Extracted material
* Begin *

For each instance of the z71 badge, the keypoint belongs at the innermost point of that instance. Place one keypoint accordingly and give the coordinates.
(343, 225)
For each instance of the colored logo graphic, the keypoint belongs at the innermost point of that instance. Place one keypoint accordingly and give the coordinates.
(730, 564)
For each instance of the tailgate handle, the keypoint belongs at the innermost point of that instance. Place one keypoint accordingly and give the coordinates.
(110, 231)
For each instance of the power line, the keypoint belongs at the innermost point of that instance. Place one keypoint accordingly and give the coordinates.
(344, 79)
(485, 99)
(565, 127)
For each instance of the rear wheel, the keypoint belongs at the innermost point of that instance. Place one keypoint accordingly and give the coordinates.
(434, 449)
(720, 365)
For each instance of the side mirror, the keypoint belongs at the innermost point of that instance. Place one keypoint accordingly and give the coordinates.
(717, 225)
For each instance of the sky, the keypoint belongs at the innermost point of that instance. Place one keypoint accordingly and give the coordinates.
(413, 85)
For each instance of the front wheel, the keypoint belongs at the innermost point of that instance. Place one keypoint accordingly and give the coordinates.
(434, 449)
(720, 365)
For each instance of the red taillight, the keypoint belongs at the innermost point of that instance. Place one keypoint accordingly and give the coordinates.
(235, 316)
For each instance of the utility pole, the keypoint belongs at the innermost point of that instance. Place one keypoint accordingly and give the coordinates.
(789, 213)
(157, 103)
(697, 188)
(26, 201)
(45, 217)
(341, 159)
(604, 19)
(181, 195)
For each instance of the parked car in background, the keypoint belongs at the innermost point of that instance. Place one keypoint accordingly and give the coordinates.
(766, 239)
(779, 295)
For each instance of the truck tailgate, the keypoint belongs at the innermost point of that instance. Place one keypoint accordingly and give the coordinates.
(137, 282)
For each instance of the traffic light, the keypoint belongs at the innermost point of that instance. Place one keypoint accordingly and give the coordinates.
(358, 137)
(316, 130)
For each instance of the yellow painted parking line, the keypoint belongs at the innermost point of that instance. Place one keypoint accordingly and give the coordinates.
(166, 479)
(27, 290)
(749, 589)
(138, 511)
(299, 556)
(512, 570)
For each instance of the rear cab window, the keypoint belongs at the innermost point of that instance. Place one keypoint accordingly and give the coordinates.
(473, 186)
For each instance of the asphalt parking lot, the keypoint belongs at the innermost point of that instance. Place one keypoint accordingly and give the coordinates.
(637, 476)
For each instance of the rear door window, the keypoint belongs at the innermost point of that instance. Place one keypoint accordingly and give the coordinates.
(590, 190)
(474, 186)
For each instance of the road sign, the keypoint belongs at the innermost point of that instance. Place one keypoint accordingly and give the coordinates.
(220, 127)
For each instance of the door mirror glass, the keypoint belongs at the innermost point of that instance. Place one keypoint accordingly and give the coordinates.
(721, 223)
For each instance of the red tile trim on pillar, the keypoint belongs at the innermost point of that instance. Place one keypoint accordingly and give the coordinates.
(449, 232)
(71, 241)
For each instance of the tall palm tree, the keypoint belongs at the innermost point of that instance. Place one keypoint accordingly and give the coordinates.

* End *

Starting at the line that contains "For each instance of the rear cab" and ending at the last line of the listing, reproduce every line, requests included, and multiply each keypoint coordinate in the answers by 1.45, rounding to whole numbers with halves rounded up.

Expected answer
For each instance of the rear cab window, the keypoint belongs at the innermost point of that instance. Place one keypoint accordingly and give the coordinates.
(686, 270)
For each instance of the asphalt parking lot, the keypoint belongs at the innermost point of that instance. Place one keypoint accordingly and give the coordinates.
(924, 690)
For each instance of the rear door window, the keypoint belongs at the innermost point of that instance. Place one keypoint accordingly and give the coordinates.
(856, 276)
(687, 270)
For each instance of the road sign, the keypoint belongs at the innermost point of that instance. Place one keypoint accordingly and give the coordinates.
(319, 184)
For each instance of the door mirror glass, the keypoint belongs at the innermost point of that instance. Place one keypoint accordingly and give the coordinates.
(1045, 323)
For each instance of the red tile trim on pillar, the keypoint belongs at the innermost point of that instance. Place one keypoint accordingly and give the coordinates.
(651, 336)
(103, 349)
For each instance of the tall palm tree, the keypoint belongs at the innermost point of that instance. Place one keypoint accordingly and give the coordinates.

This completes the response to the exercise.